▸ EXERCISE
Switch every "Outline" in the rows below to "Draw a box around", and leave everything else unchanged.

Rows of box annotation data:
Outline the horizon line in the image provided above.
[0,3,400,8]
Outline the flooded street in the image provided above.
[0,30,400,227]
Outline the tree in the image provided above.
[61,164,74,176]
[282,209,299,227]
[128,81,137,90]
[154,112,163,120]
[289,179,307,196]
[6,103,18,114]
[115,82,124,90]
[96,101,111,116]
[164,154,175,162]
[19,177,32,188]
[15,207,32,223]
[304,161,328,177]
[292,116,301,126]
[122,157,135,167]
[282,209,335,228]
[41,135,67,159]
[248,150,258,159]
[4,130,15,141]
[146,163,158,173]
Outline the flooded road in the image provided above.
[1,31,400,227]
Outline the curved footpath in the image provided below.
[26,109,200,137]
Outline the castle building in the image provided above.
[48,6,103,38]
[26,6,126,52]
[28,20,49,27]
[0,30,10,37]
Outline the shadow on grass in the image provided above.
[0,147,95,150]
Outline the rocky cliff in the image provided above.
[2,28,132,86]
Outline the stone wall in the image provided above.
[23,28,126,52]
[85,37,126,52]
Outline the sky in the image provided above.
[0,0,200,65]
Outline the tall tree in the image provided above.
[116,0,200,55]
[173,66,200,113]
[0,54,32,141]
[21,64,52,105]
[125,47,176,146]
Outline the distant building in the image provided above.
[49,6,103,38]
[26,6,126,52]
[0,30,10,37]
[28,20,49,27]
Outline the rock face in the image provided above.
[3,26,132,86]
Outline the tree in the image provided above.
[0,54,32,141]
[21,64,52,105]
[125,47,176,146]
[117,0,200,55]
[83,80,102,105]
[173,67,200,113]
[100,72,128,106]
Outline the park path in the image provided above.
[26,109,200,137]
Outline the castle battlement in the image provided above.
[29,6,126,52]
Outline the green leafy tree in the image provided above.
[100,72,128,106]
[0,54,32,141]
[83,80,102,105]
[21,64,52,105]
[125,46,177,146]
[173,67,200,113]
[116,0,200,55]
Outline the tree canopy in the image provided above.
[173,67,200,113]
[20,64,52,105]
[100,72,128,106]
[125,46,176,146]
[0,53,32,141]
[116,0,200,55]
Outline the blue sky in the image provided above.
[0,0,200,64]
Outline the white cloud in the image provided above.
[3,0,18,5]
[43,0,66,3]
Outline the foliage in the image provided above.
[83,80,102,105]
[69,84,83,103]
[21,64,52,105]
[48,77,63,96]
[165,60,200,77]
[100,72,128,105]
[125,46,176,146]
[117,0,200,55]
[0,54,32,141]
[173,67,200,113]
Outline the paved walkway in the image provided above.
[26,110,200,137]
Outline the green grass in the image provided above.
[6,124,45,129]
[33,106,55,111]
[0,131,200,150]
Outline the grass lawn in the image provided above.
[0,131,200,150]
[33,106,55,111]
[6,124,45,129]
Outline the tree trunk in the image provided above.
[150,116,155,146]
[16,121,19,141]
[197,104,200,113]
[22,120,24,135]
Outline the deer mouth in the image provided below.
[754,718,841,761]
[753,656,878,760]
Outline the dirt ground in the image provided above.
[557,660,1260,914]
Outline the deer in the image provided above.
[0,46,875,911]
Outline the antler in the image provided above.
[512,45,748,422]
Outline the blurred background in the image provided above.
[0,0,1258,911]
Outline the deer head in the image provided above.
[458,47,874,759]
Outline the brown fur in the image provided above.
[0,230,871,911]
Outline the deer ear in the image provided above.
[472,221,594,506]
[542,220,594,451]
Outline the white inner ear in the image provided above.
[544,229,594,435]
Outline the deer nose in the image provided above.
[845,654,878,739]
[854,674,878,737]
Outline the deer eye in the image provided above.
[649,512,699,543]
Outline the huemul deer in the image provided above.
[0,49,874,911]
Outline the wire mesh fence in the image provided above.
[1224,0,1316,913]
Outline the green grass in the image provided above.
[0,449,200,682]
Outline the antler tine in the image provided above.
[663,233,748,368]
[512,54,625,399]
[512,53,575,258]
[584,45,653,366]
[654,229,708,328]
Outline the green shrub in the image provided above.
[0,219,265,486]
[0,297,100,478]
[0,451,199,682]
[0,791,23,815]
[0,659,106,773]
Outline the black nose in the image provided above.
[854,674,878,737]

▸ TASK OUTPUT
Draw a box around the horizon line in the image provided above.
[0,3,400,8]
Draw a box around the flooded street in the image provided above.
[0,30,400,227]
Draw a box around the tree in the image provided above.
[61,164,74,176]
[282,209,299,227]
[128,81,137,90]
[154,112,163,120]
[289,179,307,196]
[6,103,18,114]
[115,82,124,90]
[96,101,111,116]
[164,154,175,162]
[19,177,32,188]
[15,207,32,223]
[304,161,328,177]
[292,116,301,126]
[122,157,135,167]
[282,209,335,228]
[41,135,67,159]
[248,150,258,159]
[4,130,15,141]
[146,163,158,173]
Draw a box around the flooded road in the image provided above.
[1,31,400,227]
Draw a box around the curved footpath in the image provided below.
[26,109,200,137]
Draw a box around the castle building in the image provided above.
[48,6,103,38]
[26,6,126,52]
[28,20,49,27]
[0,30,10,37]
Draw a box around the shadow on grass in the image provided above.
[0,147,95,150]
Draw a box around the rocky cliff in the image provided above.
[2,28,132,86]
Draw a box around the stone wall in the image provided above.
[23,28,126,52]
[85,37,126,52]
Draw a box around the sky in the image provided above.
[0,0,200,65]
Draw a box around the tall tree in the image provided above.
[116,0,200,55]
[173,66,200,113]
[0,54,32,141]
[21,64,52,105]
[125,47,176,146]
Draw a box around the distant building in the image provided above.
[49,6,103,38]
[26,6,126,52]
[0,30,10,37]
[28,20,49,27]
Draw a box around the rock face in the image provided above.
[3,26,132,86]
Draw a box around the tree in the image provided above.
[0,54,32,141]
[21,64,52,105]
[125,47,176,146]
[117,0,200,55]
[83,80,102,105]
[173,67,200,113]
[100,72,128,106]
Draw a box around the park path in the image provided above.
[26,109,200,137]
Draw a box around the castle battlement in the image provided above.
[29,6,126,52]
Draw a box around the green leafy tree in the image provided above.
[100,72,128,106]
[0,54,32,141]
[83,80,102,105]
[21,64,52,105]
[125,46,177,146]
[173,67,200,113]
[116,0,200,55]
Draw a box around the tree canopy in the image provided above.
[173,67,200,113]
[20,64,52,105]
[100,72,128,106]
[125,46,176,146]
[0,53,32,141]
[116,0,200,55]
Draw a box around the blue sky in the image provided above.
[0,0,200,64]
Draw a box around the white cloud in the image provided above.
[3,0,18,5]
[43,0,66,3]
Draw a box around the foliage in the image provided above.
[83,80,102,105]
[69,84,83,103]
[21,64,52,105]
[48,77,63,96]
[165,60,200,77]
[100,72,128,105]
[125,46,176,146]
[117,0,200,55]
[0,54,32,141]
[173,67,200,113]
Draw a box around the paved walkway in the image provided above.
[26,110,200,137]
Draw a box around the green grass in the image provided above.
[6,124,45,129]
[33,106,55,111]
[0,131,200,150]
Draw a box around the grass lawn in the image provided above.
[0,131,200,150]
[33,106,55,111]
[6,124,45,129]
Draw a box around the tree trunk in the image provided above.
[150,116,155,146]
[16,121,19,141]
[197,104,200,113]
[22,120,24,135]
Draw a box around the deer mouth in the image provided below.
[754,718,841,761]
[753,656,878,760]
Draw a box around the dirt ground in the image provided above.
[557,660,1260,914]
Draw a box around the deer in the image provided above.
[0,46,875,911]
Draw a box around the antler in the image provided above.
[512,45,748,422]
Draw a box around the blurred background in the image provided above.
[0,0,1258,911]
Draw a box around the deer head in the image provided above.
[458,47,874,759]
Draw a box around the brown fur in the image provided above.
[0,230,871,911]
Draw a box around the deer ear in the image provided above.
[472,221,594,506]
[542,220,594,451]
Draw a box around the white inner ear in the image provided above.
[544,229,594,435]
Draw a box around the deer nose in the image provided above.
[845,654,878,739]
[854,674,878,737]
Draw a box around the deer eye in the image provided above.
[649,512,699,543]
Draw a box around the huemul deer in the image provided above.
[0,49,874,911]
Draw a box around the wire mesh fence in the image provided above.
[1224,0,1316,913]
Draw a box around the green grass in the image provided above.
[0,449,200,682]
Draw a box around the antler tine in the image provided above.
[663,233,748,368]
[512,54,625,399]
[512,53,575,258]
[584,45,653,366]
[654,229,708,328]
Draw a box around the green shrub in the image provided above.
[0,219,265,486]
[0,297,100,478]
[0,451,199,682]
[0,791,23,815]
[0,659,106,773]
Draw a box around the black nose in the image provided above.
[854,674,878,737]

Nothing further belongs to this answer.